*** Opening of DOCUMENT SECTION ***

Bone expansion techniques, conceived to increase peri-implant bone volumes using the native bone of the site where the implant is to be inserted and the use of bone expanders to stabilise implants in type 3 and 4 bone structures, are well documented techniques recognised as valid and reliable by surgeons and by the literature. The critical point of these techniques is that the protocol contemplates the use of a surgical mallet to guide the instruments in creating the implant bone socket. The impact produced by the surgical mallet may cause a vertigo syndrome in patients which may also be very annoying and sometimes long-lasting.
To avoid or reduce this symptom to a very significant extent, last year Sweden & Martina introduced the Magnetic Mallet, a dynamic magnetic instrument consisting of a handpiece powered by an electronic control unit which controls the forces and times of application. The aim is to bind an adjustable shock wave, with calibrated force application time, to the handpiece of the bone expanders and to transmit this shock wave to the tips of the bone expanders.
The Magnetic Mallet produces a greater energy with elevated accelerations applied in much shorter times compared with the classic surgical mallet. In this way a plastic deformation of the bone can be induced which absorbs the whole shock wave, thus avoiding the creation of inertia affecting the rest of the cranium.
The shock waves generated using the traditional surgical mallet and using the Magnetic Mallet have been measured on natural models.
- 1) With the surgical mallet the shock wave generated was 40 Dan (Deca Newton) (40 Kg) for a time of 200 µs; much of the energy thus obtained was not exhausted in the plastic deformation of the bone, but went on to influence the whole maxillary mass;
- 2) with the Magnetic Mallet the shock wave generated was 130 Dan (130 Kg) applied for 80 µs. In this way the plastic deformation of the bone was enormously facilitated and allowed the total absorption of the energy, while the acceleration on the maxillary mass remained minimum and indeed negligible.
The instrument perfectly performs the function for which it was designed, that is to make the manoeuvres more acceptable for the patient when it is necessary to divide the bone structure, widening it to create an adequate surgical socket, with an adequate position and thickness of the most critical walls of the socket (namely the vestibular and the oral wall), in which to insert the implant.

*** Close of DOCUMENT SECTION ***

REQUIREMENT A ::
Copy from the text on the Magnetic Mallet, starting at the words "The shock waves" and stopping after "and indeed negligible.".
REQUIREMENT B ::
According to the text on the Magnetic Mallet, how does the instrument keep the shock wave from affecting the rest of the cranium? Answer in one to three sentences.

*** Opening of EXTRACTED ENTRIES ***

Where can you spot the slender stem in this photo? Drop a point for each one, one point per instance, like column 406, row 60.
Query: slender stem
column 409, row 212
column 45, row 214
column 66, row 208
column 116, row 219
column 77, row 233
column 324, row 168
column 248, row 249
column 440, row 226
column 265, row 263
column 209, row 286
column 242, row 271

*** Close of EXTRACTED ENTRIES ***

EXERCISE RESULT A ::
The shock waves generated using the traditional surgical mallet and using the Magnetic Mallet have been measured on natural models.
- 1) With the surgical mallet the shock wave generated was 40 Dan (Deca Newton) (40 Kg) for a time of 200 µs; much of the energy thus obtained was not exhausted in the plastic deformation of the bone, but went on to influence the whole maxillary mass;
- 2) with the Magnetic Mallet the shock wave generated was 130 Dan (130 Kg) applied for 80 µs. In this way the plastic deformation of the bone was enormously facilitated and allowed the total absorption of the energy, while the acceleration on the maxillary mass remained minimum and indeed negligible.

EXERCISE RESULT B ::
The Magnetic Mallet applies greater energy with high acceleration over a much shorter time than the classic surgical mallet. This induces a plastic deformation of the bone that absorbs the whole shock wave, so no inertia is created to affect the rest of the cranium.